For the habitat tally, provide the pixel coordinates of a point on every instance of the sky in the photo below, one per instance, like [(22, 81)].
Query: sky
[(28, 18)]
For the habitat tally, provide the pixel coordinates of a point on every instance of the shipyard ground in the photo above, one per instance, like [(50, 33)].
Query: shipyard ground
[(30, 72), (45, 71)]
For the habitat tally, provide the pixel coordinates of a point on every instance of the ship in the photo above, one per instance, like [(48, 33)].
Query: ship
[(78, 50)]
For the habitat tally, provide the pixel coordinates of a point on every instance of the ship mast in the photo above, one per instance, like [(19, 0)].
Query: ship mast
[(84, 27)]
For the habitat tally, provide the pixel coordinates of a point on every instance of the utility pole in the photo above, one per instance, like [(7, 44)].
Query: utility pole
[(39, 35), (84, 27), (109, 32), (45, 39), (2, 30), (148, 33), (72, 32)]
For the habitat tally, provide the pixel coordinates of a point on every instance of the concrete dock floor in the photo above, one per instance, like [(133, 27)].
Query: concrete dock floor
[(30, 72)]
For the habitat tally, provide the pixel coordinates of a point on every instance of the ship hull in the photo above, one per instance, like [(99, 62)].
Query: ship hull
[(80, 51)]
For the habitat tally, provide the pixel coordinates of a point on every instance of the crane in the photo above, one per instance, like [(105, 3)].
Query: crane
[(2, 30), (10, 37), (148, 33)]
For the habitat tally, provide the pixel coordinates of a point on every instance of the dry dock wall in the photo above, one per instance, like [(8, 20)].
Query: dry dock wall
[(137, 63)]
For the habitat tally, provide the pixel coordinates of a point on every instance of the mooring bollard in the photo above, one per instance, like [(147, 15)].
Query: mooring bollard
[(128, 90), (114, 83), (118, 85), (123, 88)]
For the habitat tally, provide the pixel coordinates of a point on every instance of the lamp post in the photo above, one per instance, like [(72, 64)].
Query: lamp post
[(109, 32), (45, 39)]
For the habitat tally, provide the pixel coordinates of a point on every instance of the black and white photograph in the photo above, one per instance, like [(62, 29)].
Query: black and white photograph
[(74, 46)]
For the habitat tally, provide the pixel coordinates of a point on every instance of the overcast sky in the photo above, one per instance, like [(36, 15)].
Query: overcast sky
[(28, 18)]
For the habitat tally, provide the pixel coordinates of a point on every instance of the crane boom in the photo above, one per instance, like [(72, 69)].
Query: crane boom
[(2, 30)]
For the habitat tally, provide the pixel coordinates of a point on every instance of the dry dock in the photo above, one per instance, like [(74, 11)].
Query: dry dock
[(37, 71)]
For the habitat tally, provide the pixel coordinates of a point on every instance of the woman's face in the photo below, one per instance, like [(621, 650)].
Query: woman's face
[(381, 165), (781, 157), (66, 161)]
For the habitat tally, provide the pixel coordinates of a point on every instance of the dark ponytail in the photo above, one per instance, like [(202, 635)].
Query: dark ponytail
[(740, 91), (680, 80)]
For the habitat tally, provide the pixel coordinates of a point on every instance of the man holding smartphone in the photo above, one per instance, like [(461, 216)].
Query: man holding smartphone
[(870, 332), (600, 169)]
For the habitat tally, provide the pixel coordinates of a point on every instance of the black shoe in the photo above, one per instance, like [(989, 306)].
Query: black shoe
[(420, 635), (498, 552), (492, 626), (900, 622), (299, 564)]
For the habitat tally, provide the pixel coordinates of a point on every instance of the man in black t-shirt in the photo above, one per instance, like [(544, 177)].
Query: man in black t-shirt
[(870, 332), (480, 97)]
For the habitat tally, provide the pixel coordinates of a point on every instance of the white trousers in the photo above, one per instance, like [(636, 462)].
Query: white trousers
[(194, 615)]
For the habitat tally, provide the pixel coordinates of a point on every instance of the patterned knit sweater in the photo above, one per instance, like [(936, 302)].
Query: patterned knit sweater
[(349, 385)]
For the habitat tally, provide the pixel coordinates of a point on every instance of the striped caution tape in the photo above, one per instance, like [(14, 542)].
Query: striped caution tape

The exercise: Can you write out every one of the entries above word for word, with nothing changed?

In response:
For the habitat tally, provide the pixel coordinates of a point on every instance of the sky in the photo below, one per instance, like [(22, 81)].
Query: sky
[(28, 18)]
For the habitat tally, provide the pixel coordinates of a point on every instance of the shipyard ground in the photo above, one per instance, like [(50, 33)].
Query: shipyard ground
[(30, 72), (45, 71)]
For the habitat tally, provide the pixel coordinates of a point on every instance of the ship in the photo above, one per instance, like [(48, 33)].
Query: ship
[(78, 50)]
For the habitat tally, provide the pixel coordinates of a point on every instance of the ship mast in the photo above, one per instance, like [(19, 0)].
Query: ship mast
[(84, 27)]
For the habitat tally, provide the pixel coordinates of a point on every instance of the utility pole in the photo above, one per instance, like [(7, 44)].
Query: utility pole
[(39, 35), (84, 27), (109, 32), (45, 39), (2, 30), (148, 33), (72, 32)]
For the habitat tally, provide the pixel coordinates of a point on every instance of the concrete dock floor in the photo above, one per instance, like [(133, 27)].
Query: concrete dock floor
[(30, 72)]
For the habitat tally, provide the pixel coordinates of a point on every instance of the ship hull in the photo above, one per instance, like [(99, 62)].
Query: ship hull
[(80, 51)]
For the habitat tally, provide the pixel coordinates of a point on every instance of the crane in the photo above, one per instance, like [(105, 3)].
Query: crane
[(2, 30), (10, 37), (148, 33)]
For the habitat tally, provide the pixel coordinates of a point on every instance of the dry dock wall in the photo above, one per instance, like [(8, 20)].
Query: dry dock wall
[(137, 63)]
For the habitat tally, provide the pixel coordinates of a point on every instance of the mooring bollard in the photo above, one per instance, like [(147, 15)].
Query: mooring bollard
[(128, 90), (114, 83), (118, 85), (123, 88)]
For the habitat tally, provide the pixel coordinates of a point on every instance of the lamp post in the photo above, one per instance, like [(72, 64)].
Query: lamp post
[(109, 32), (45, 39)]
For the habitat tally, provide the pixel coordinates of a point on every instance of the black and white photograph in the photo above, one per instance, like [(62, 29)].
Query: black and white photograph
[(74, 46)]
For the habitat tally, provide the pixel coordinates of a point on every instance of the overcast sky in the photo above, one per instance, like [(36, 15)].
Query: overcast sky
[(28, 18)]
For the habitat tally, provide the pixel coordinates of a point on every instance of the crane boom in the photo above, one per instance, like [(72, 69)].
Query: crane boom
[(2, 30)]
For the habitat tally, provide the pixel coordinates of a point on every instance of the dry dock in the photo above, one per instance, like [(74, 11)].
Query: dry dock
[(37, 71)]
For the habitat tally, provide the pixel coordinates of a point on every instance of the woman's face in the photo below, one per instance, like [(621, 650)].
Query: woman's face
[(381, 165), (781, 157), (66, 161)]
For the habitat tally, provide the pixel coordinates of a point on every instance of the dark ponytail in the photo above, one per instance, like [(202, 635)].
Query: dark ponytail
[(740, 91), (680, 80)]
For the habitat tally, provide the pixel coordinates of a point on every instance of the man holding smartphone in the photo above, one per instance, like [(461, 216)].
Query: man holding smartphone
[(870, 332), (600, 169)]
For the habitat tally, provide the pixel coordinates of a point on every instance of the black shoe in the photo above, one per instance, like [(989, 306)].
Query: black shoe
[(420, 635), (498, 552), (492, 626), (900, 622), (299, 564)]
For the habitat tally, provide the pixel coordinates of a point on every instance of the man in black t-shirt in the photo above, one per instance, like [(544, 177)].
Query: man in black t-shirt
[(870, 332), (480, 97)]
For the habitat tally, provide the pixel coordinates of a point on every instance of the white trousers in the photo above, one per instance, like [(636, 462)].
Query: white trousers
[(194, 615)]
For the habitat tally, provide the pixel coordinates of a point on every instance of the patterned knit sweater in the photo above, one per instance, like [(936, 302)].
Query: patterned knit sweater
[(349, 385)]
For the habitat tally, provide the pixel coordinates of a point on every instance of the striped caution tape in the photo above, one per instance, like [(14, 542)].
Query: striped caution tape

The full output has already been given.